═══ PROVIDED TEXT

I have been thinking a lot lately- with Obama supporting gay marriage, the Times article about attachment parenting, my own criticisms of never being perfect. . . as much as I have some strong opinions about much of the above, and other "hot" topics, I think it is sad that we use these issues to beat up verbally (or in prose) on each other. The title of Times article "Are you Mom enough?" suggesting that somehow those who attachment parent are more moms than the rest of us is so interesting to me. I have a lot of arguments myself on the topic- but since I haven't read the article and really didn't get on tonight to discuss the utility of nursing and to what age, I thought of a different perspective. What do I hope my kids remember about me? Here is a start of a list:
-Not that I went to church on a regular basis, but that I loved God and prayed for our family daily.
-Not that I never fought with their dad or got irritated, but that I continued to pursue him, my love, everyday of our lives.
-Not that I was home or worked or how I spent all of my time, but how I spent it when I was with them.
-Not that there were some nights I came home from work after they went to bed, but that I was always willing to sleep in their bed with them on the "bad" nights.
-Not that I always had the answer, but that I would always listen.
-Not that I was "skinny," but that I was active, and never stopped moving.
-Not that the world centered around them, but that I taught them how to have balance in life.
-Not that dinner was always amazing, but it was always together as a family.
-Not that I made them eat their veggies or limited sugar, but that they knew how to eat healthfully, to fuel themselves for the day.
-Not that my house was amazing, clean, or always picked up, but it was always ours.
-Not that I was strict, but that I taught them how to be smart in this scary world.
-Not that they had to live up to my expectations, but that they were special because they were mine.
-Not that I didn't make mistakes, but how I fixed them when I did make them.
-Not that I could do everything, but that I always tried.
-Not that my love is perfect, but that God's is.
-Not that I could protect them from everything, but that I taught them to defend themselves.
-Not that they should be afraid of the enemy, but that they would be individuals, that when they rise from bed in the morning, Satan would say "Shoot, they're up!"
-Not that I always loved every moment of every day, but that I always loved being their mom.
We do so much as parents because we want so much more for our kids, and we do the best we can, everyday, according to what we believe is best for them. I want my kids to grow up to see the deeper meaning in all of it, and if I remember to live that way on a daily basis-it doesn't really matter who's parenting technique is right or if we never make mistakes. As I said, this is a start to the list, not the whole thing.

══════
═══ STORED DATA

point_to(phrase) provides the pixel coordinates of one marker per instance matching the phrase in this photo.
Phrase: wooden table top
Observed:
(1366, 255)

══════

INSTRUCTIONS TO FOLLOW: In the parenting post, rewrite the part that starts with "-Not that I was home" and ends with "balance in life.", putting "harmony" in place of "balance".

PROBLEM SOLUTION:
-Not that I was home or worked or how I spent all of my time, but how I spent it when I was with them.
-Not that there were some nights I came home from work after they went to bed, but that I was always willing to sleep in their bed with them on the "bad" nights.
-Not that I always had the answer, but that I would always listen.
-Not that I was "skinny," but that I was active, and never stopped moving.
-Not that the world centered around them, but that I taught them how to have harmony in life.